TASK TO COMPLETE
In your copy of the data, omit the pictures and keep all else exactly as given.

Entries taken from a collection
◆ ◆ ◆ ◆ ◆ ◆ ◆
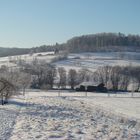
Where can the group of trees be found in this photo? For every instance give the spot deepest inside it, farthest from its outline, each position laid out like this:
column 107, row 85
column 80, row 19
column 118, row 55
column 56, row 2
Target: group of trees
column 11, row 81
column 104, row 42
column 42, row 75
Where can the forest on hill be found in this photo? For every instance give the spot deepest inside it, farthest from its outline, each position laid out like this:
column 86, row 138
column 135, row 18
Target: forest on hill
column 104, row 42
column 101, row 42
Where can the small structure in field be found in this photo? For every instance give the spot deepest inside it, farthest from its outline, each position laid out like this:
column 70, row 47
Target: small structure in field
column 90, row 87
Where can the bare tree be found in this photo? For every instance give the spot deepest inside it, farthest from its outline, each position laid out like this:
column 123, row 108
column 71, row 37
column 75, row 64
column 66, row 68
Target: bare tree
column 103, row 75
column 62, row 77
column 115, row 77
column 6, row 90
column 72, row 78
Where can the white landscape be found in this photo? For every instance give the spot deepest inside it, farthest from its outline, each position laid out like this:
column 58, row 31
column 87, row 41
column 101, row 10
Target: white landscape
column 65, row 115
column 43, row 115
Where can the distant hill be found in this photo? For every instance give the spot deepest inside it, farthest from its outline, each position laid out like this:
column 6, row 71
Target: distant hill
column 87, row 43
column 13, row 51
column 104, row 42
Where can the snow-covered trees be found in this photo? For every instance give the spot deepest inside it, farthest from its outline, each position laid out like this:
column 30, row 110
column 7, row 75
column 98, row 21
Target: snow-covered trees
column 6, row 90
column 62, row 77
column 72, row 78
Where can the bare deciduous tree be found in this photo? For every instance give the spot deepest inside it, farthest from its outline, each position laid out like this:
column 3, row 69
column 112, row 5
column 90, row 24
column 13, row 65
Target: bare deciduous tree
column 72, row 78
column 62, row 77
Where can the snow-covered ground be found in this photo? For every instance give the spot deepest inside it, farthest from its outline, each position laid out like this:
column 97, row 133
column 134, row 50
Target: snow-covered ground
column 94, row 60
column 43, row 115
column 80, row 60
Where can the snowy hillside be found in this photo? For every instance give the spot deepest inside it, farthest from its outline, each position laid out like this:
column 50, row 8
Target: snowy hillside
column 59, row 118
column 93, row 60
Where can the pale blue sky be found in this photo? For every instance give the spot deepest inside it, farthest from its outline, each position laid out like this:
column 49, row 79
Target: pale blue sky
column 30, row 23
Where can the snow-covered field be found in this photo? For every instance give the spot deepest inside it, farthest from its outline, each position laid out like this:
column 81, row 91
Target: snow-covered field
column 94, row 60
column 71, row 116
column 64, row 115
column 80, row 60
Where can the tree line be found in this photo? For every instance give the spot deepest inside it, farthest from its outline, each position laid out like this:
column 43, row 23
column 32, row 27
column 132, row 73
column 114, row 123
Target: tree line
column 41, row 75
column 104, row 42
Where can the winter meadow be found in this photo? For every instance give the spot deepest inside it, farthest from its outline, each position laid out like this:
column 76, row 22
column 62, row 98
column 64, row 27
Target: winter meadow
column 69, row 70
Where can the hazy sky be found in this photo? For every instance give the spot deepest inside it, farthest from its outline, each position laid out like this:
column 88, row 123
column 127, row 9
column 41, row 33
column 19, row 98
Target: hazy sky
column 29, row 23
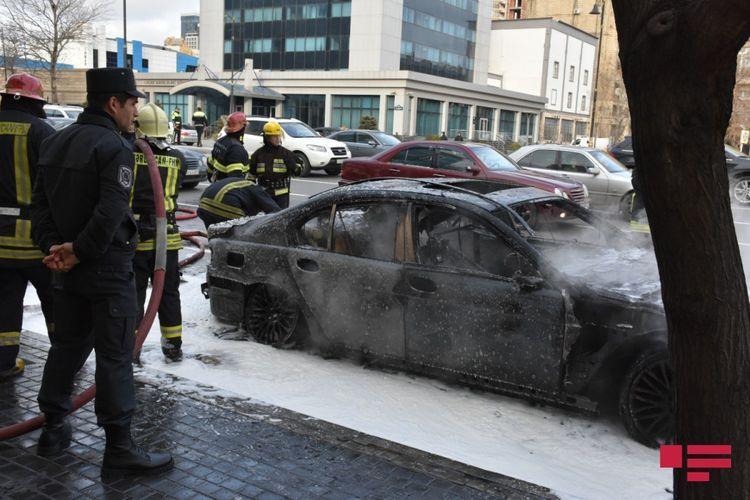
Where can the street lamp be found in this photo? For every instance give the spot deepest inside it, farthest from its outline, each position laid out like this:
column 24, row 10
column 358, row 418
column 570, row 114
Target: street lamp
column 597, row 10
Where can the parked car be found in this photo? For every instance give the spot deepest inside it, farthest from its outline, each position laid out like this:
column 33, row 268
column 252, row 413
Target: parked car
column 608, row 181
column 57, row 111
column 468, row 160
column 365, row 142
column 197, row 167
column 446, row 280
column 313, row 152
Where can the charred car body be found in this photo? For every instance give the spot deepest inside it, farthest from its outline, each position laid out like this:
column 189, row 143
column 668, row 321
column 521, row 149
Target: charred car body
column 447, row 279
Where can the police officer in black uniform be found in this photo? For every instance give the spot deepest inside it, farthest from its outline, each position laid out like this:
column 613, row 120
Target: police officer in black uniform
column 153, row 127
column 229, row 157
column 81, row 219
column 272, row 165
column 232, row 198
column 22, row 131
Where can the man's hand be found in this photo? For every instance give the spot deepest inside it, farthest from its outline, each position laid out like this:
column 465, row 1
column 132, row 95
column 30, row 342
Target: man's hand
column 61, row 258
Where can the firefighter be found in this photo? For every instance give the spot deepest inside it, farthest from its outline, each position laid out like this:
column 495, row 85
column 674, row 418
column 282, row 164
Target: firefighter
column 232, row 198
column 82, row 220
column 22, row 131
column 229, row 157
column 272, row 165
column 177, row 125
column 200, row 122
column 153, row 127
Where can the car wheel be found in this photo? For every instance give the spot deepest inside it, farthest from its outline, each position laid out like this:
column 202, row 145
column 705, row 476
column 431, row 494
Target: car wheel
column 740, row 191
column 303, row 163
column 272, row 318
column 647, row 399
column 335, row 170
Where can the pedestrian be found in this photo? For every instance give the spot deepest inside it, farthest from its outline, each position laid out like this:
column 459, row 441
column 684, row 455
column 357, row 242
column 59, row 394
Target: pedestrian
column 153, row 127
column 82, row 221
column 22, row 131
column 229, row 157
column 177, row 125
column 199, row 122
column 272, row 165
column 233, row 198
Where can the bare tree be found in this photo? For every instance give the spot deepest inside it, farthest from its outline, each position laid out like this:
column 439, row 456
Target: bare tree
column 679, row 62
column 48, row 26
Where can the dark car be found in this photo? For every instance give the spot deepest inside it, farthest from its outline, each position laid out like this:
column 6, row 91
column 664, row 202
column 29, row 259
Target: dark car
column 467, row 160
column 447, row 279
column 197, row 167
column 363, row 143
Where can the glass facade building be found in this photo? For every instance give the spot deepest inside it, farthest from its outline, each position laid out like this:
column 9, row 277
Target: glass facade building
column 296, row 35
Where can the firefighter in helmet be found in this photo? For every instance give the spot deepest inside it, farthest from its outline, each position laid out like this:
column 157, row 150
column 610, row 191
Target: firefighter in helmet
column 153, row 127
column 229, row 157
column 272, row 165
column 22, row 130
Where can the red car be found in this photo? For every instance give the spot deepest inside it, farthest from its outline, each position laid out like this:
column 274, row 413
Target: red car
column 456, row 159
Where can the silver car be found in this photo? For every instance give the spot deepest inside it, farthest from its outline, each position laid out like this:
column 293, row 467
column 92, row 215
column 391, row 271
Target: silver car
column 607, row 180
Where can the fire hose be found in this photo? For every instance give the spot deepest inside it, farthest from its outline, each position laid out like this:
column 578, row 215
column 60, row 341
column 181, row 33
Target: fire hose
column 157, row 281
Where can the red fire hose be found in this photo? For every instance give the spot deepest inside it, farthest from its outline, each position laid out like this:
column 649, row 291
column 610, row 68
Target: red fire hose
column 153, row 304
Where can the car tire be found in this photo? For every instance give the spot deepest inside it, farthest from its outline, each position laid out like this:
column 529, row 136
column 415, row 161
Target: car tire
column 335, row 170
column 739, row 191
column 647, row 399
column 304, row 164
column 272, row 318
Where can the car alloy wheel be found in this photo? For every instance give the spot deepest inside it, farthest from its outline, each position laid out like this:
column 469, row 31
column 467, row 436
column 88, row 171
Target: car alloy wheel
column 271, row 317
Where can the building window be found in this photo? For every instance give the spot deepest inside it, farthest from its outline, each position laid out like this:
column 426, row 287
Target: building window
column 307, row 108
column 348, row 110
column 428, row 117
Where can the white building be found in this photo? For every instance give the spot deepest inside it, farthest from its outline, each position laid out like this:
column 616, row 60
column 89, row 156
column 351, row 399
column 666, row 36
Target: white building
◆ ◆ ◆ ◆ ◆ ◆ ◆
WORKED SOLUTION
Where can the group of trees be found in this photo? For every instance give the spot deepest inside it, farthest from its outline, each position laid out like this:
column 107, row 85
column 80, row 19
column 118, row 55
column 56, row 2
Target: group of trees
column 11, row 81
column 104, row 42
column 42, row 75
Where can the forest on hill be found in this photo? For every instance give the spot deepest inside it, farthest from its outline, each position laid out like this:
column 86, row 138
column 135, row 18
Target: forest on hill
column 104, row 42
column 101, row 42
Where can the small structure in field be found in this photo? For every instance give the spot deepest inside it, farthest from its outline, each position laid out like this:
column 70, row 47
Target: small structure in field
column 90, row 87
Where can the bare tree be found in this photo? For every instance give the spot deepest inside it, farthest from its outline, each position laid out like this:
column 123, row 108
column 71, row 37
column 75, row 64
column 66, row 68
Target: bare tree
column 103, row 75
column 62, row 77
column 115, row 77
column 6, row 90
column 72, row 78
Where can the white landscape be found in this photo? For every instance give the spot deepest inside it, farthest from its outline, each position laid out like this:
column 58, row 31
column 87, row 41
column 101, row 10
Target: white landscape
column 65, row 115
column 43, row 115
Where can the distant hill be found in this photo? For every instance give the spot deepest inside it, farthest from its outline, each position laid out like this:
column 6, row 71
Target: distant hill
column 87, row 43
column 13, row 51
column 104, row 42
Where can the snow-covered trees be found in this photo? For every instance give the spot deepest inside it, farthest from its outline, each position laid out like this:
column 30, row 110
column 7, row 75
column 98, row 21
Target: snow-covered trees
column 6, row 90
column 62, row 77
column 72, row 78
Where can the bare deciduous tree be found in this photo? For every instance give the spot deepest inside it, farthest from its outline, each position laid out like this:
column 3, row 69
column 112, row 5
column 90, row 24
column 13, row 65
Target: bare deciduous tree
column 72, row 78
column 62, row 77
Where can the snow-covered ground be found in this photo? For every instance give the spot deepest inside it, farthest from its outline, each position laid out like this:
column 97, row 133
column 134, row 50
Target: snow-covered ground
column 94, row 60
column 43, row 115
column 80, row 60
Where can the snowy hillside be found in this photo? For every instance give the spot deepest inside it, farthest from its outline, each position laid out like this:
column 50, row 8
Target: snowy hillside
column 59, row 118
column 93, row 60
Where can the pale blue sky be found in this photo? For every instance give the spot deepest inside it, farthest from its outline, each position laid out like this:
column 49, row 79
Target: pale blue sky
column 30, row 23
Where can the snow-covered field be found in this photo? For every instance give the spot deepest inside it, farthest from its outline, each position laid out like this:
column 81, row 91
Target: snow-covered field
column 94, row 60
column 71, row 116
column 64, row 115
column 80, row 60
Where can the tree line be found in this photo? For every instance give the spot deepest inside it, farthest from its outline, each position laid out like this:
column 43, row 23
column 32, row 27
column 132, row 73
column 114, row 123
Target: tree line
column 41, row 75
column 104, row 42
Where can the winter meadow be found in this photo? For every instance give the spot deepest inside it, farthest from its outline, each position laid out like this:
column 76, row 22
column 62, row 98
column 64, row 27
Target: winter meadow
column 69, row 70
Where can the hazy sky be found in this photo? For every instance give the spot deepest inside it, farthest from its outline, each position laid out like this:
column 88, row 123
column 127, row 9
column 41, row 33
column 19, row 98
Target: hazy sky
column 29, row 23
Where can the street lamp be found in this photo? For every instance give the spot deepest inside it, farthest from its outline, each position laid out like this:
column 24, row 10
column 358, row 418
column 570, row 114
Target: street lamp
column 597, row 10
Where can the parked car be found in this photo? For every instance give the spot deepest inside it, farthest from its outline, each position laid out like this:
column 33, row 268
column 252, row 413
Target: parked car
column 608, row 181
column 57, row 111
column 468, row 160
column 365, row 142
column 197, row 167
column 446, row 280
column 313, row 152
Where can the charred car body be found in this photo? For every instance give the spot deepest inside it, farthest from its outline, each position laid out like this:
column 189, row 143
column 668, row 321
column 521, row 149
Target: charred car body
column 447, row 279
Where can the police officer in black uniform be found in this photo? For every instance give the spot deepest inside it, farthest from its outline, each position laid out like this:
column 613, row 120
Target: police officer in black uniform
column 153, row 127
column 229, row 157
column 81, row 219
column 272, row 165
column 232, row 198
column 22, row 131
Where can the man's hand be found in this photo? For every instance give the spot deepest inside it, farthest from its outline, each position laid out like this:
column 465, row 1
column 132, row 95
column 30, row 342
Target: man's hand
column 61, row 258
Where can the firefighter be found in this photo? For every instance give the spot deepest inside it, farthest from its outline, each position laid out like this:
column 495, row 85
column 674, row 418
column 282, row 164
Target: firefighter
column 232, row 198
column 82, row 220
column 22, row 131
column 229, row 157
column 272, row 165
column 177, row 125
column 200, row 122
column 153, row 127
Where can the car wheel be found in this photo? For every instance give the spot deepest inside it, farthest from its outline, each position laid out like this:
column 202, row 145
column 705, row 476
column 431, row 494
Target: car wheel
column 740, row 191
column 303, row 163
column 272, row 318
column 647, row 399
column 335, row 170
Where can the pedestrian be found in this photo? For every instance give the spot deepest inside it, farthest from its outline, each position laid out like this:
column 459, row 441
column 684, row 455
column 357, row 242
column 59, row 394
Target: pedestrian
column 153, row 127
column 82, row 221
column 22, row 131
column 229, row 157
column 177, row 125
column 199, row 122
column 272, row 165
column 233, row 198
Where can the bare tree be found in this photo? For every instance give the spot deepest inside it, farthest from its outline, each position laid out like this:
column 439, row 456
Target: bare tree
column 679, row 62
column 48, row 26
Where can the dark car be found in this photo? For every instance give the spot deepest inside it, farthest from its outline, each position laid out like this:
column 6, row 91
column 664, row 202
column 29, row 259
Target: dark car
column 467, row 160
column 447, row 279
column 197, row 167
column 363, row 143
Where can the glass facade building be found in this photo? For every instance give the spot deepest inside it, farthest from its outline, each position laid out like this:
column 9, row 277
Target: glass facade building
column 296, row 35
Where can the firefighter in helmet be found in this photo? For every instance give the spot deepest inside it, farthest from its outline, each position laid out like this:
column 157, row 150
column 610, row 191
Target: firefighter in helmet
column 153, row 127
column 229, row 157
column 272, row 165
column 22, row 130
Where can the red car be found in this photo? For every instance give the spot deepest inside it, farthest from its outline, each position laid out like this:
column 274, row 413
Target: red car
column 456, row 159
Where can the silver car be found in this photo? For every instance give the spot deepest inside it, farthest from its outline, each position laid out like this:
column 293, row 467
column 92, row 215
column 391, row 271
Target: silver car
column 607, row 180
Where can the fire hose be found in this photo? For every instance give the spot deepest inside it, farthest from its outline, each position laid out like this:
column 578, row 215
column 60, row 341
column 181, row 33
Target: fire hose
column 157, row 281
Where can the red fire hose be found in this photo? For every instance give the spot deepest inside it, farthest from its outline, each position laid out like this:
column 649, row 291
column 610, row 68
Target: red fire hose
column 153, row 304
Where can the car tire be found in this photo? For every instance give the spot deepest inside it, farthest from its outline, each position laid out like this:
column 529, row 136
column 415, row 161
Target: car tire
column 335, row 170
column 739, row 191
column 647, row 399
column 304, row 164
column 272, row 318
Where can the car alloy wheel be found in this photo? For every instance give the spot deepest inside it, farthest from its outline, each position laid out like this:
column 469, row 31
column 467, row 436
column 88, row 171
Target: car alloy wheel
column 271, row 317
Where can the building window be found in this photo? For every instance give the spot deepest inside it, farthest from its outline, each position laid out like this:
column 426, row 287
Target: building window
column 307, row 108
column 348, row 110
column 428, row 117
Where can the white building be found in this photo? For every instance give the spot deepest inside it, farthest from its outline, each position laid out like this:
column 616, row 60
column 89, row 156
column 351, row 399
column 666, row 36
Target: white building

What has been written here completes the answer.